■ **PROBLEM**
Exclude the pictures, then copy all remaining records exactly.
* BEGIN EXCERPTED DATA *
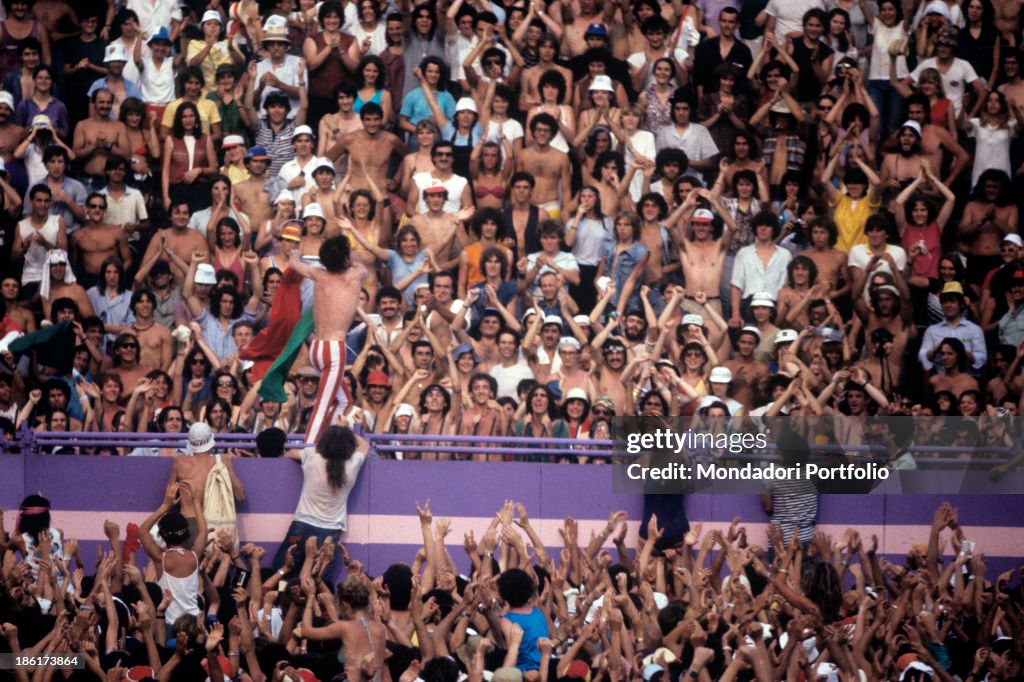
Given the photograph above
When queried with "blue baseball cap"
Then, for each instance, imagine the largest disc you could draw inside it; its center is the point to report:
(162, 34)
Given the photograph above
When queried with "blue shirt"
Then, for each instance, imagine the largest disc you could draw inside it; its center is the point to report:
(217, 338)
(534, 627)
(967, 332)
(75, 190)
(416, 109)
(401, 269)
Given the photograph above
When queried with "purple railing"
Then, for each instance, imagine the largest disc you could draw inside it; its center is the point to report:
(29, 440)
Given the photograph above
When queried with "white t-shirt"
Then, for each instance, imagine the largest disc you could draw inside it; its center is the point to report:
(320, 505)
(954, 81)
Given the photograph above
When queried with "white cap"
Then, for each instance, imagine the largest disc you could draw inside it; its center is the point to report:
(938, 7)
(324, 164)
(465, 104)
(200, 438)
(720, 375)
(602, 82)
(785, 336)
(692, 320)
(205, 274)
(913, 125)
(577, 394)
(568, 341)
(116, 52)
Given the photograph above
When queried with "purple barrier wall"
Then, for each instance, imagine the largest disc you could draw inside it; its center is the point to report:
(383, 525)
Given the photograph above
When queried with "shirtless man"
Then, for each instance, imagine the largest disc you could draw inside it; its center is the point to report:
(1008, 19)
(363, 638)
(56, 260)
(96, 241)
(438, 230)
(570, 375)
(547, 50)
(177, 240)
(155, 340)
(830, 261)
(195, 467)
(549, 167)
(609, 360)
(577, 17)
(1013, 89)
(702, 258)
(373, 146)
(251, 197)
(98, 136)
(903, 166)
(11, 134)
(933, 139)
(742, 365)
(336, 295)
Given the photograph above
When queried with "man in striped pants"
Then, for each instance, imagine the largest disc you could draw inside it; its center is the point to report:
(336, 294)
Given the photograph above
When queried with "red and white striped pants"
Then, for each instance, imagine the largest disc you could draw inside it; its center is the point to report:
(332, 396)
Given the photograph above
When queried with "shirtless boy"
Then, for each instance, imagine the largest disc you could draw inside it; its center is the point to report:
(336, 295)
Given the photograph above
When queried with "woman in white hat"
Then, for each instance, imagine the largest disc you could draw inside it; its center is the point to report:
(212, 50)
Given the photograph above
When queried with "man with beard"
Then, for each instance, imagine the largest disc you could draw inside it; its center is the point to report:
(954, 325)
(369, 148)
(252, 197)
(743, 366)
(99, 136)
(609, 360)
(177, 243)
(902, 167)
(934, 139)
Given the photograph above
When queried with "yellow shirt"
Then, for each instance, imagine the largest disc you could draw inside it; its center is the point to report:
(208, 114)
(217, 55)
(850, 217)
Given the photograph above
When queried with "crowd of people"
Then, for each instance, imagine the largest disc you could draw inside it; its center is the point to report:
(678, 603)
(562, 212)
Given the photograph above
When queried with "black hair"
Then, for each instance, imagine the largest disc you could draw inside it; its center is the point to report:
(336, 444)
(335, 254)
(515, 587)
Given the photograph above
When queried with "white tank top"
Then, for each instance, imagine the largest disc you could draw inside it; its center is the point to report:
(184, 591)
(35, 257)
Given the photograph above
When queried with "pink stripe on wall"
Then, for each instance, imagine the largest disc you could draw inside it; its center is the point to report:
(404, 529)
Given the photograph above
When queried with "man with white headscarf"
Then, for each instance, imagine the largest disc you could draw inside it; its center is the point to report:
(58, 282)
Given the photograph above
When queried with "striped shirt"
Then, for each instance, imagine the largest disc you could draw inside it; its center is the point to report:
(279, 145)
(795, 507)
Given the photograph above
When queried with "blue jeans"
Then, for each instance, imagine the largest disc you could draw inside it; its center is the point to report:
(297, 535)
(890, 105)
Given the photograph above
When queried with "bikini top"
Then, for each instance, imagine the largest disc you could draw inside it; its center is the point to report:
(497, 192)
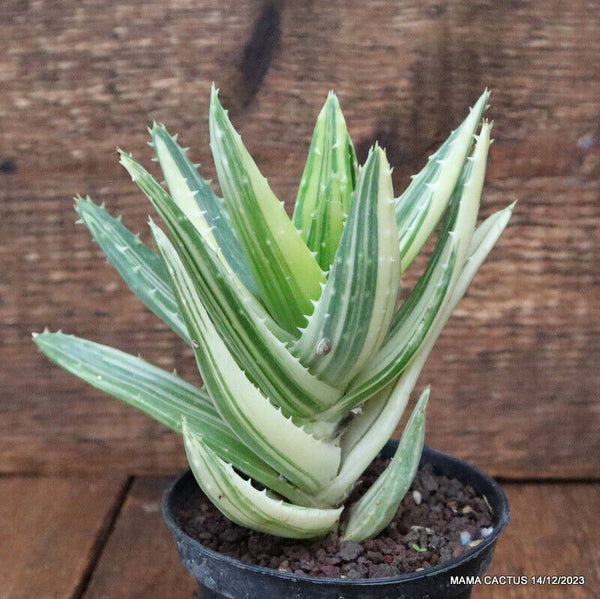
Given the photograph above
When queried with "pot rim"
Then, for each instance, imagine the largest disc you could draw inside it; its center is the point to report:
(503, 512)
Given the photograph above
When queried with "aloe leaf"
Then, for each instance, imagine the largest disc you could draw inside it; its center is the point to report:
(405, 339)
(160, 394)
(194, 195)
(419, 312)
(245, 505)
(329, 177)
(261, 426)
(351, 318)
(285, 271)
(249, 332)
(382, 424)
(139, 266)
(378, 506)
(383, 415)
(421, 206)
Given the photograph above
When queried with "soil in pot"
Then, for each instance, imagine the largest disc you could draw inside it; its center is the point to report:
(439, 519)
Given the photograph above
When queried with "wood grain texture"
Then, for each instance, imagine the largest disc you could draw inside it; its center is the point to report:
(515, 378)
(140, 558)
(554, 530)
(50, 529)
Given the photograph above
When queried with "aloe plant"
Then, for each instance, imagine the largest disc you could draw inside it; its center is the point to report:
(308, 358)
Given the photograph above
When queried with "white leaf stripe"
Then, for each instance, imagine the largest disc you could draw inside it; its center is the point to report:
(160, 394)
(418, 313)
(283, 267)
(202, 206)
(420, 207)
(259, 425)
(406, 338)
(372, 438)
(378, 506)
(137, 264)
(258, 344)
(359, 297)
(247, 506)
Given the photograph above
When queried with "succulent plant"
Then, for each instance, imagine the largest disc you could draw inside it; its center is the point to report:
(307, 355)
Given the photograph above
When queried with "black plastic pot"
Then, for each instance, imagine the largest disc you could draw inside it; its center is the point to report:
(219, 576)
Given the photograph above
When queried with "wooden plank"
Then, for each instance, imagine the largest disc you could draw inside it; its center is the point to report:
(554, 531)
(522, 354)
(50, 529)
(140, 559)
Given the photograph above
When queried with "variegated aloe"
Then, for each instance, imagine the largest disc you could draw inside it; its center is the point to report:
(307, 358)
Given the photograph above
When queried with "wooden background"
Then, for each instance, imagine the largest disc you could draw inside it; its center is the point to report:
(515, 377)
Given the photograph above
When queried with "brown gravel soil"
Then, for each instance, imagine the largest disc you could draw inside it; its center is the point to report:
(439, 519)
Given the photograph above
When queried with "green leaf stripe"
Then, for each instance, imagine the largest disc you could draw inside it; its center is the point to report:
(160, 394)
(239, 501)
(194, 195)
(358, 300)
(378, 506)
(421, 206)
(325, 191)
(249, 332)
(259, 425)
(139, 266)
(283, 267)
* END EXCERPTED DATA *
■ **OUTPUT**
Given the photograph above
When queried with "blue baseball cap"
Then, for each instance, imagine the largest disc you could draw inside it; its center is the point to report:
(162, 34)
Given the photograph above
When queried with "blue shirt"
Then, for each instance, imagine the largest disc you could draw inside it; its center is the point to report:
(217, 338)
(534, 627)
(967, 332)
(75, 190)
(416, 109)
(401, 269)
Given the photograph above
When queried with "purple railing"
Then, for each instance, imagine the largest disc you could draw inside it; its center is the point to report:
(29, 440)
Given the photograph above
When queried with "white t-shirt"
Then, for each instance, imagine the largest disc you could draw inside it; its center is the point to report:
(320, 505)
(954, 81)
Given the photograph above
When queried with "white cap"
Then, for each instance, imagine the largest disc you could draw inside it; its center is the point to report:
(938, 7)
(324, 164)
(465, 104)
(200, 438)
(720, 375)
(602, 82)
(785, 336)
(692, 320)
(205, 274)
(913, 125)
(577, 394)
(568, 341)
(116, 52)
Given the photograph above
When queried with "purple barrier wall"
Then, for each instance, imagine the largest disc you could draw inside it; its center is the point to report:
(383, 525)
Given the photograph above
When queried with "shirtless man"
Then, for each instance, imagine the largest disc you could draw inside it; its center is the point to report:
(1008, 19)
(363, 638)
(56, 260)
(96, 241)
(438, 230)
(570, 375)
(547, 50)
(177, 240)
(155, 340)
(830, 261)
(195, 467)
(549, 167)
(609, 360)
(577, 17)
(1013, 89)
(702, 258)
(373, 146)
(251, 197)
(98, 136)
(903, 166)
(11, 134)
(933, 139)
(742, 365)
(336, 295)
Given the photograph above
When queried with "man in striped pants"
Then, for each instance, imagine the largest disc you could draw inside it; its center is the point to report:
(336, 294)
Given the photograph above
When queried with "red and white striped pants"
Then, for each instance, imagine the largest disc you could draw inside it; its center is the point to report:
(332, 396)
Given the photograph above
When queried with "shirtless boy"
Then, for each instance, imagine the largest disc you could draw inside it; its center is the point to report:
(336, 295)
Given the photograph above
When queried with "woman in white hat"
Then, for each instance, imagine the largest disc you could draw inside it; its center is the point to report:
(212, 50)
Given the photograph above
When queried with "man with beard"
Then, for each instance, imagine the largest disc you could draw inside it; its center is the point to report:
(954, 325)
(369, 148)
(252, 197)
(743, 366)
(99, 136)
(609, 360)
(177, 243)
(902, 167)
(934, 139)
Given the photograph above
When queried with "yellow shirt"
Then, for each instance, imagine the largest disc you could draw inside it; its center is the point to report:
(208, 114)
(217, 55)
(850, 217)
Given the photograph above
When queried with "crowd of people"
Then, for each instance, imagine the largest disc you could draw inside it; its center is the point to report:
(678, 603)
(562, 212)
Given the photograph above
When queried with "black hair"
Then, for each instance, imagine the largest disc you could draw inside it; its center is the point to report:
(336, 444)
(335, 254)
(515, 587)
Given the photograph above
When queried with "white tank top"
Then, for each instance, imagine the largest disc you could draw inside it; its center is the point to report:
(184, 591)
(35, 257)
Given the photograph above
When queried with "pink stripe on wall"
Then, for each instance, imagine the largest disc you could draw inside it; its center is the point to report:
(404, 529)
Given the photograph above
When queried with "man with white headscarf"
Then, for each instance, imagine the largest disc you could draw inside it; its center is the point to report:
(58, 282)
Given the photograph above
When queried with "striped shirt"
Then, for each instance, imagine the largest disc you could draw inside it; its center is the point to report:
(279, 145)
(795, 507)
Given the photograph above
When queried with "blue jeans"
Then, for each instance, imagine the largest disc you could draw inside it; its center is the point to report:
(297, 535)
(890, 105)
Given the photograph above
When queried with "bikini top"
Then, for each instance, imagine the largest disc you could draw inside it; its center is the point to report:
(497, 192)
Given the photograph above
When queried with "pot rim"
Then, for each instance, imagine the largest disc you could draw inside it; its center is the point to report:
(503, 512)
Given the photograph above
When queried with "aloe leaf"
Then, for each instance, imagine the largest disc you could draw inside it; its center is the point to report:
(405, 339)
(160, 394)
(194, 195)
(419, 312)
(245, 505)
(329, 177)
(261, 426)
(351, 318)
(285, 271)
(249, 332)
(382, 424)
(139, 266)
(378, 506)
(383, 415)
(421, 206)
Given the photograph above
When queried with "soil in pot"
Then, for each instance, imagine the largest disc you could draw inside it; its center is the point to report:
(439, 519)
Given the photograph above
When queried with "wood grain texture"
Then, for each instance, imagine the largest disc you could draw inside it; its center is the point to report:
(515, 378)
(140, 558)
(554, 530)
(50, 529)
Given the photograph above
When queried with "aloe plant"
Then, for each instance, imagine the largest disc you could draw inside it; its center is the point to report:
(308, 358)
Given the photograph above
When queried with "white leaf stripe"
Then, for each instance, imagine the largest disc you could draw inside it; its center is the point to report:
(160, 394)
(418, 313)
(283, 267)
(202, 206)
(420, 207)
(259, 425)
(406, 338)
(372, 438)
(378, 506)
(137, 264)
(258, 344)
(359, 297)
(247, 506)
Given the photograph above
When queried with "succulent plant"
Then, for each instance, imagine the largest disc you could draw inside it; its center is the point to report:
(307, 355)
Given the photograph above
When queried with "black plastic pot"
Then, for each instance, imagine the largest disc you could draw inside it; its center is the point to report:
(219, 576)
Given the photograph above
When queried with "wooden plank"
Then, for each instance, imagine the largest disc you could draw inside it; its center is the point to report:
(554, 531)
(522, 354)
(50, 529)
(140, 559)
Given the photograph above
When queried with "variegated aloe"
Then, for each instance, imagine the largest disc you could draw inside it; its center is the point to report:
(307, 358)
Given the photograph above
When queried with "wooden background"
Then, for each instance, imagine the largest disc you could draw inside it; its center is the point to report:
(515, 377)
Given the photograph above
When queried with "brown gravel soil"
Then, for each instance, imagine the largest disc you could draw inside it; its center is the point to report:
(439, 519)
Given the photograph above
When queried with "green leaf stripe"
Then, for each instance, imagine the largest disc you could draw inside it; its center is the point to report:
(160, 394)
(239, 501)
(194, 195)
(358, 300)
(378, 506)
(421, 206)
(325, 191)
(249, 332)
(259, 425)
(139, 266)
(283, 267)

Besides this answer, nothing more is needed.